## What to produce
Can you transcribe the passage on health system revenue word for word, starting with "In previous years, what’s" and going on through "(unless you’re investor-owned)."?

## Excerpted text
In previous years, what’s going right has looked like bars growing progressively taller in what was then a key metric of success: growth in admissions. For presentations this year, most health system leaders left that slide at home, replaced with days cash on hand or revenue. In an environment where everyone is racing to bring down the ever-ballooning cost of healthcare, higher admissions no longer get you a gold star (unless you’re investor-owned).
“It’s no longer the best barometer of your activity as a system, because there are other ways you’re actually serving more patients who never show up in a hospital,” said Jim Hinton, CEO of Dallas-based Baylor Scott & White Health. That might be emails to their doctors, virtual visits or outpatient clinic visits.
More than one executive used the one-foot-in-two-canoes analogy. Health systems are in a tricky spot because they’re trying to lower the cost of care, manage population health and get paid for value, but also protect their bread and butter—inpatient care.
The solution is diversifying revenue so that it’s less from patient care and more from commercialization, partnerships and even grants and research.
“Those can be monetized in ways they didn’t think about historically because the bricks and mortar was good enough,” said Kerrin Slattery, a partner at McDermott Will & Emery.

## Supplied material
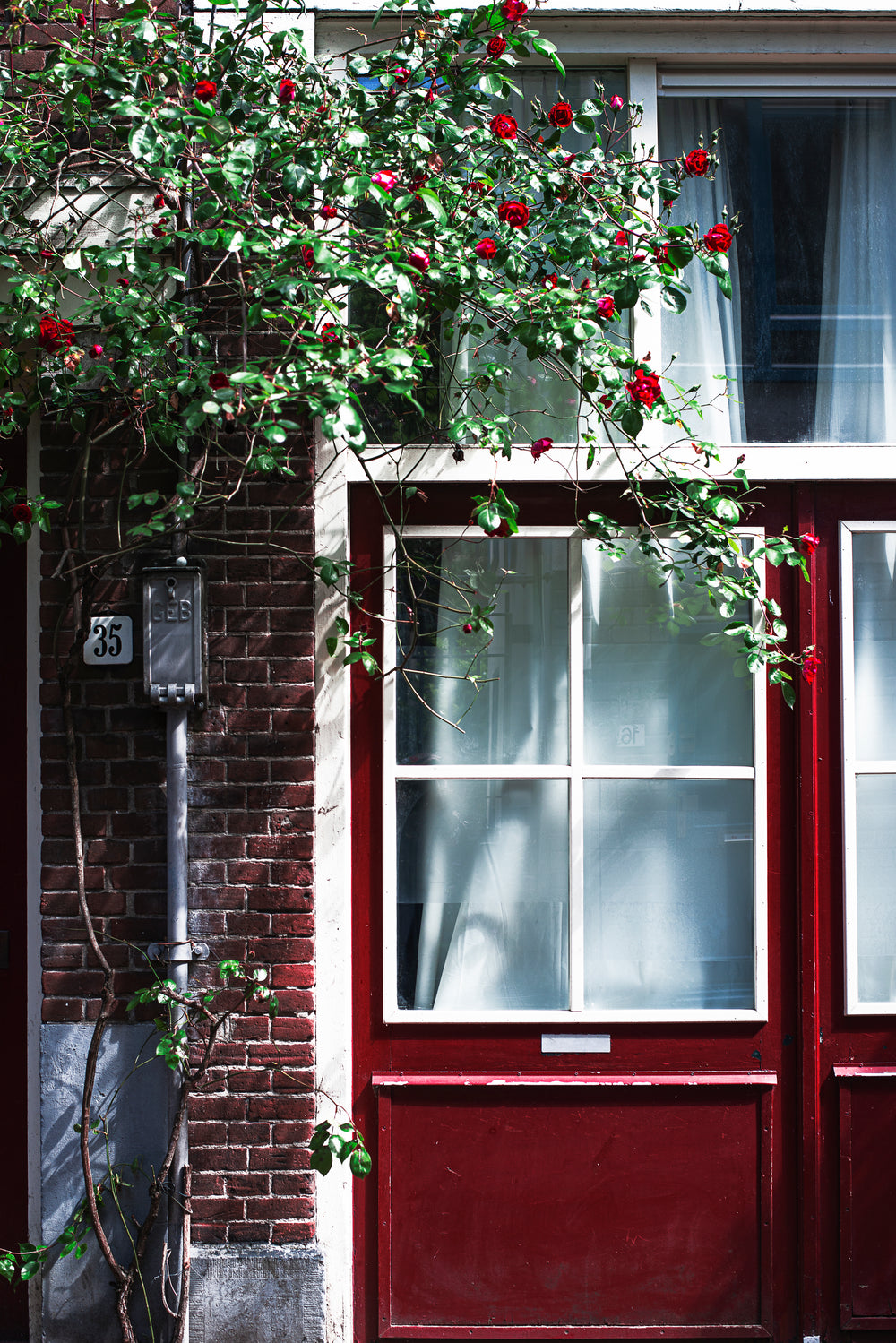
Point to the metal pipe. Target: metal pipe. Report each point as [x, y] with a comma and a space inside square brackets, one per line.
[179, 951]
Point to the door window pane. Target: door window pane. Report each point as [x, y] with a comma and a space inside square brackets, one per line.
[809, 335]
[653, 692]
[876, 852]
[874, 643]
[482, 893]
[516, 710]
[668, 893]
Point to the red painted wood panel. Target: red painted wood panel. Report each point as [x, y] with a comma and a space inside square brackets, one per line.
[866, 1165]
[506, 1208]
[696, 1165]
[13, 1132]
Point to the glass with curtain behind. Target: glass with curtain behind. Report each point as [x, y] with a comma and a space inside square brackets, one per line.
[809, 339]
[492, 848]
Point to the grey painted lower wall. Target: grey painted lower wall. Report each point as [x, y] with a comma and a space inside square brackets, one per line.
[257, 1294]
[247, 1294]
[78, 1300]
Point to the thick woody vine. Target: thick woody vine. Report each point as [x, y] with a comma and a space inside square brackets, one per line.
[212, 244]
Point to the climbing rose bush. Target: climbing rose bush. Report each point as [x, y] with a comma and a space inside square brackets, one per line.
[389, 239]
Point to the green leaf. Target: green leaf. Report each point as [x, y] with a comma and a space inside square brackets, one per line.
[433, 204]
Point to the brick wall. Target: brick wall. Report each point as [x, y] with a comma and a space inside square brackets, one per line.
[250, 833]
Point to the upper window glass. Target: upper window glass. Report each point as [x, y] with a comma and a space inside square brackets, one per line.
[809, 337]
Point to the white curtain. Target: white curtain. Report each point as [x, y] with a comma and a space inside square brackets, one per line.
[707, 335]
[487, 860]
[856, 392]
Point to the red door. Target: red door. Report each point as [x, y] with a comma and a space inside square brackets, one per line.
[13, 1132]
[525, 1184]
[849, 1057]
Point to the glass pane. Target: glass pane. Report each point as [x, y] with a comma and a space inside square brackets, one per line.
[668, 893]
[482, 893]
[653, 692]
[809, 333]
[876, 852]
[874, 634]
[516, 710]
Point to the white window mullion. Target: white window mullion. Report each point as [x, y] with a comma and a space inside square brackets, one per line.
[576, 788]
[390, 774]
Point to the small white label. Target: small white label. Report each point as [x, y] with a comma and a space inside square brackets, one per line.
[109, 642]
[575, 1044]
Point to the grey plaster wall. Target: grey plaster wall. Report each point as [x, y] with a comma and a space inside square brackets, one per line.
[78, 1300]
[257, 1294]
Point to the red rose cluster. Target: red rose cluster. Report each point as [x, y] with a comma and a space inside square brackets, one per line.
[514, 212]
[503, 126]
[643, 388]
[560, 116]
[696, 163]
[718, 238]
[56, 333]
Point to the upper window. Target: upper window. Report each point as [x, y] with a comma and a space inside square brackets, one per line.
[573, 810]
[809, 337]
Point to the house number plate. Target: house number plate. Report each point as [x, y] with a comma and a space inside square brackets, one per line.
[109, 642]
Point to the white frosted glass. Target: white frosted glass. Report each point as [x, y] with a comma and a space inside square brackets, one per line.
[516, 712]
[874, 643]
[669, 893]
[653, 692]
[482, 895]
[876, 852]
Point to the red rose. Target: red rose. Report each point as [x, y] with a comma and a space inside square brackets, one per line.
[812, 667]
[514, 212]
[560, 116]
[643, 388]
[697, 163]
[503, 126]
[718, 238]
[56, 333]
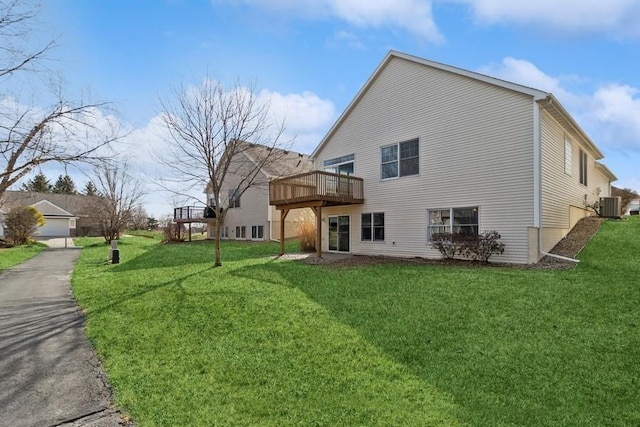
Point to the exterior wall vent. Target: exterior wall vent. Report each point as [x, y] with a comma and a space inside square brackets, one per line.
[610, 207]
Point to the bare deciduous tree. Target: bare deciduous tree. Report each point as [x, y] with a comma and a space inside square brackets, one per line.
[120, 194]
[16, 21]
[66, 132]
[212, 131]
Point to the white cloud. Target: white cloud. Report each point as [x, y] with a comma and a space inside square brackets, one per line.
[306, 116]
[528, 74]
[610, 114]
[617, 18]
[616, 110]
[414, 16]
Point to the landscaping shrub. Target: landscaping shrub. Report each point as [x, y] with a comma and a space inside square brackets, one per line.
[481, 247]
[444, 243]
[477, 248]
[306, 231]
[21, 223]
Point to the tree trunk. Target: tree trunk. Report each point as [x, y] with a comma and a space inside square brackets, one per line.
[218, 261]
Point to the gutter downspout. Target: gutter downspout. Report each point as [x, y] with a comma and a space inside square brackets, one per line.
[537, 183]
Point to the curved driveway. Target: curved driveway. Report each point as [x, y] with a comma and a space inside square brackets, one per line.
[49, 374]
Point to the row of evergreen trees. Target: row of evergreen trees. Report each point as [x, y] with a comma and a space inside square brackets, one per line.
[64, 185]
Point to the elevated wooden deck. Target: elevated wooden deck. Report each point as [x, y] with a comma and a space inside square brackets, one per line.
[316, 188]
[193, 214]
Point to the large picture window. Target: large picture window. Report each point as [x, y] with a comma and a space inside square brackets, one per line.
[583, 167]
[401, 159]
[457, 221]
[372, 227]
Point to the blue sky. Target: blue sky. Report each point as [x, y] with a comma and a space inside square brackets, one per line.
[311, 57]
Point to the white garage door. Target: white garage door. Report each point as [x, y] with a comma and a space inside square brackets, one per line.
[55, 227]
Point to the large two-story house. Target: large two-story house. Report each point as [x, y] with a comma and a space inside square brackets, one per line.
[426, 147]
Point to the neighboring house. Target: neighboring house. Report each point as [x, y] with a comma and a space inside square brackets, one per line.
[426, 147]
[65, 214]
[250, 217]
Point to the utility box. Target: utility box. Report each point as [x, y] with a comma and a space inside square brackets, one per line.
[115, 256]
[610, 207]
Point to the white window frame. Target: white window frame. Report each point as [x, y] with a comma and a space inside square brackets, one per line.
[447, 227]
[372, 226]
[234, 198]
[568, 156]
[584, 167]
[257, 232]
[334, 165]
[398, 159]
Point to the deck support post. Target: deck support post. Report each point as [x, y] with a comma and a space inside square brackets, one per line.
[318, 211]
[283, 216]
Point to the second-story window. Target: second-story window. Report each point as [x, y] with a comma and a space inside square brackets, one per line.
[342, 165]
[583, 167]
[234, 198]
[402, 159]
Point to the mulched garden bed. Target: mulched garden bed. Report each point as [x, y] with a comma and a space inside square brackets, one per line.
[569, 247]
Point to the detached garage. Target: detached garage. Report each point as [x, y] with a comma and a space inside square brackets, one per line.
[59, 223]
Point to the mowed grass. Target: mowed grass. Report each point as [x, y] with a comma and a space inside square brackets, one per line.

## Solution to this problem
In previous years, what’s going right has looked like bars growing progressively taller in what was then a key metric of success: growth in admissions. For presentations this year, most health system leaders left that slide at home, replaced with days cash on hand or revenue. In an environment where everyone is racing to bring down the ever-ballooning cost of healthcare, higher admissions no longer get you a gold star (unless you’re investor-owned).